#### SET EXERCISE 1
Please reproduce the part of the container setup guide between "# Exit container" and "100+ GB free)", inclusive.
#### SET EXERCISE 2
Answer these questions from the container setup guide:
(a) Which base image does the custom Dockerfile use by default?
(b) About how large is the slimmer image, and how large is the image it replaces?
(c) How long can Isaac Sim take to download nucleus assets on its first run?

#### EXTRACT PROVIDED
──────────
Performance profiling:

apptainer exec --nv ${SIF_PATH} python -c "
import torch
print(f'CUDA available: {torch.cuda.is_available()}')
print(f'GPU count: {torch.cuda.device_count()}')
for i in range(torch.cuda.device_count()):
    print(f'GPU {i}: {torch.cuda.get_device_name(i)}')
"

4. Step-by-Step Instructions

4.1 Advanced Container Build with Custom Base Image

If you need to customize the Isaac Sim base image or use a different version:

# Create a custom Dockerfile
cat > Dockerfile.custom <<'EOF'
ARG BASE_IMAGE=nvcr.io/nvidia/isaac-sim:4.5.0
FROM ${BASE_IMAGE}

# Custom system packages
RUN apt-get update && apt-get install -y \
    graphviz \
    htop \
    && rm -rf /var/lib/apt/lists/*

# Custom Python packages
RUN /isaac-sim/python.sh -m pip install --upgrade \
    tensorboard \
    wandb

EOF

# Build with Docker and convert to Apptainer
docker buildx build \
    --platform linux/amd64 \
    -t myregistry/isaaclab-metagrasp:custom \
    -f Dockerfile.custom .

# On the cluster, pull and convert
apptainer pull docker://myregistry/isaaclab-metagrasp:custom
mv isaaclab-metagrasp_custom.sif ~/containers/isaaclab-metagrasp-custom.sif

4.2 Manual URDF Conversion for Debugging

If the container build fails to convert URDFs, run the converter manually:

# Request an interactive GPU node
srun --gres=gpu:a100:1 --cpus-per-task=8 --mem=32G --pty bash

# Enter the container
apptainer exec --nv ${SIF_PATH} bash

# Inside the container, run the converter with verbose logging
cd /MetaIsaacGrasp
/isaac-sim/python.sh urdf_converter.py 2>&1 | tee /tmp/conversion.log

# Check for errors
grep -i "error\|warning" /tmp/conversion.log

# Exit container and check output
exit
apptainer exec ${SIF_PATH} ls -la /MetaIsaacGrasp/models/models_ifl/ | head -20

4.3 Bind-Mount Assets to Reduce Image Size

If 30+ GB is too large, separate assets from the image:

# Download assets locally (one-time, on a machine with 100+ GB free)
wget https://nextcloud.example.com/models_ifl.zip
unzip -q models_ifl.zip
mv models_ifl /scratch/${USER}/models_ifl

# Modify isaaclab-metagrasp.def: remove the %post section that downloads assets

# Build a slimmer image (~23 GB instead of 35 GB)
apptainer build --fakeroot ~/containers/isaaclab-metagrasp-slim.sif isaaclab-metagrasp.def

# Run jobs with bind mount
apptainer exec --nv \
    --bind /scratch/${USER}/models_ifl:/MetaIsaacGrasp/models/models_ifl \
    ~/containers/isaaclab-metagrasp-slim.sif \
    python /MetaIsaacGrasp/tasks/AIR-v0-Data.py

4.4 Configure Asset Caching for Faster Job Startup

Isaac Sim downloads nucleus assets on first run, which can take 5–10 minutes. Cache them to speed up subsequent jobs:

# Pre-populate cache with a test job
srun --gres=gpu:a100:1 --cpus-per-task=4 --mem=16G --pty bash

apptainer exec --nv \
    --bind ~/.cache/docker-isaac-sim:/root/.cache/docker-isaac-sim \
    --env OMNI_KIT_ALLOW_ROOT=1 \
    --env ACCEPT_EULA=Y \
    ${SIF_PATH} \
    python -c "
──────────
#### SUPPLIED MATERIAL
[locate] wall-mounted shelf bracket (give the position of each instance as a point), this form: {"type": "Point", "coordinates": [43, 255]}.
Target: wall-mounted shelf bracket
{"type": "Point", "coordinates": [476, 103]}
──────────
#### FULL ANSWER 1
# Exit container and check output
exit
apptainer exec ${SIF_PATH} ls -la /MetaIsaacGrasp/models/models_ifl/ | head -20

4.3 Bind-Mount Assets to Reduce Image Size

If 30+ GB is too large, separate assets from the image:

# Download assets locally (one-time, on a machine with 100+ GB free)

#### FULL ANSWER 2
(a) nvcr.io/nvidia/isaac-sim:4.5.0
(b) About 23 GB, instead of 35 GB.
(c) 5–10 minutes.